## TEXT SECTION
The Glamour of Strangeness by Jamie James

The Glamour of Strangeness by Jamie James

Author:Jamie James
Language: eng
Format: epub
ISBN: 9780374711320
Publisher: Farrar, Straus and Giroux


The Empire of the Self

There is no ease in royal affairs, we have no comfort.

Our sorrow is bitter, but we would not return to our country.

—Ezra Pound, “Song of the Bowmen of Shu”

(after King Wen of Zhou, ca. 1100 B.C.)

In 1905, Victor Segalen returned home from his twenty-eight-month voyage around the world. After the Durance passed quarantine, he went directly to Paris and commenced a formal courtship of Yvonne Hébert, the daughter of a doctor from Brest. It was an odd engagement: Segalen had plainly stated on many occasions that he had no intention of marrying, and no sooner were the fiançailles announced than “a certain anxiety about his conjugal vocation brought on a nervous depression,” in Henry Bouillier’s delicate phrase. It was Segalen’s second debilitating attack of nerves; in 1900, he had suffered a serious bout of neurasthenic depression. His fiancée allayed his fears, and the wedding, complete with a Catholic Mass, was celebrated on June 3. It must have been a full recovery: ten months later his son Yvon was born, the first of three children.

## DATA TO EXAMINE
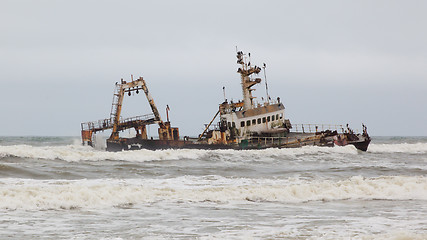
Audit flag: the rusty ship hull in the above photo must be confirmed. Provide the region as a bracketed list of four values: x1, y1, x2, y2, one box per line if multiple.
[81, 51, 371, 151]
[106, 131, 371, 152]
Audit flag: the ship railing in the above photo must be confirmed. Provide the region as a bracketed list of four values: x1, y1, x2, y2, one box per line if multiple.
[291, 123, 346, 133]
[247, 136, 319, 147]
[81, 113, 155, 131]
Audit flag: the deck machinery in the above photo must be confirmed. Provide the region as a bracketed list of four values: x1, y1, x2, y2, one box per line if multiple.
[81, 77, 179, 150]
[81, 51, 371, 151]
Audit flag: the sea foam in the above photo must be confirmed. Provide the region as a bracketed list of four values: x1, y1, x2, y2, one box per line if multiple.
[0, 176, 427, 209]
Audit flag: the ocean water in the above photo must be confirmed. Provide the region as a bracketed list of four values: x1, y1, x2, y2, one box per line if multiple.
[0, 137, 427, 240]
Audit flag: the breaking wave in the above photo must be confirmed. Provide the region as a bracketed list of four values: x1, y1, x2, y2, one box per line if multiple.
[368, 143, 427, 154]
[0, 145, 358, 162]
[0, 143, 427, 162]
[0, 176, 427, 210]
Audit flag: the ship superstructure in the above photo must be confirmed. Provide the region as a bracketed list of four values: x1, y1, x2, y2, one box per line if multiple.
[82, 51, 371, 151]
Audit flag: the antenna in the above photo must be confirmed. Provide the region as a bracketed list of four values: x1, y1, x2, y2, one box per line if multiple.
[262, 63, 270, 102]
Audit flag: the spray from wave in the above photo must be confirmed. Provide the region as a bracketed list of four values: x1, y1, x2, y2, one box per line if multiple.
[0, 176, 427, 209]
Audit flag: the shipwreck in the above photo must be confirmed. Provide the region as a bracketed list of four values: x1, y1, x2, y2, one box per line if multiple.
[81, 51, 371, 151]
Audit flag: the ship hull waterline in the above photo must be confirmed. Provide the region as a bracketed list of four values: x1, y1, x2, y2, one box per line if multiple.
[106, 134, 371, 152]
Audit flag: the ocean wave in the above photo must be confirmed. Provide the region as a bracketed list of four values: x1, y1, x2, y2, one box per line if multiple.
[0, 176, 427, 210]
[368, 143, 427, 154]
[0, 143, 427, 162]
[0, 145, 358, 162]
[0, 145, 205, 162]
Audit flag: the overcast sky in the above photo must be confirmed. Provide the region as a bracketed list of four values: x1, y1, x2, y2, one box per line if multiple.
[0, 0, 427, 136]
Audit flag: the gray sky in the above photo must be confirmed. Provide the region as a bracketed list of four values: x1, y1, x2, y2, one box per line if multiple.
[0, 0, 427, 136]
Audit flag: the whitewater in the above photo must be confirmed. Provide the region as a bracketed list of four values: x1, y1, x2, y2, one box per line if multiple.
[0, 137, 427, 239]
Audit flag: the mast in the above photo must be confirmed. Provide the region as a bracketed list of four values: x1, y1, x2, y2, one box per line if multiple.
[237, 51, 261, 111]
[110, 77, 164, 140]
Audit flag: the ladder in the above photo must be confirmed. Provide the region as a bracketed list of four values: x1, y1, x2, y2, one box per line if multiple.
[110, 83, 121, 122]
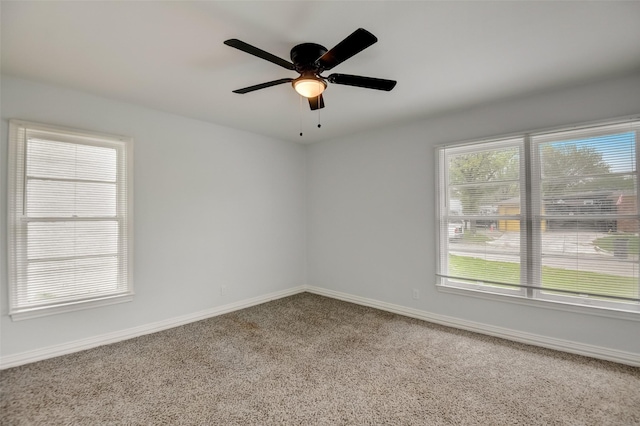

## PROBLEMS TO WORK ON
1. In the book excerpt, how long was Victor Segalen's voyage around the world?
2. List every person named in the book excerpt.
3. Continue the book excerpt about Victor Segalen from its last sentence.

## EXPECTED RESULTS
1. Twenty-eight months.

2. Jamie James, Ezra Pound, King Wen of Zhou, Victor Segalen, Yvonne Hébert, Henry Bouillier, Yvon

3.
After his marriage, Segalen returned full-time to the literary life he had begun before his voyage, principally the completion of the manuscript of Les immémoriaux. He borrowed a thousand francs from his parents to pay the printer and for obscure reasons published the book under the pseudonym Max-Anély. Segalen had high hopes that it would establish him as a writer of repute. He entered it for the Prix Goncourt and made the customary calls on the members of the Académie Goncourt, but it is difficult to believe that his eccentric, didactic book was ever in the running.

Segalen published a series of essays based on his voyage in the Mercure de France, including “Gauguin in His Final Décor.” He went to Paris to meet Isabelle Rimbaud, the poet’s sister, and a few months later published “The Double Rimbaud.” After an emotional visit to the Gustave Moreau Museum, Segalen wrote a study of the painter, who had been extolled in À rebours (translated as Against the Grain and Against Nature), the quintessential Decadent novel, by Joris-Karl Huysmans. Huysmans was Segalen’s first literary hero and one of the principal subjects of his thesis at the naval medical academy in Bordeaux, about depictions of nervous disorders in French literature after Madame Bovary—an unorthodox subject, to say the least.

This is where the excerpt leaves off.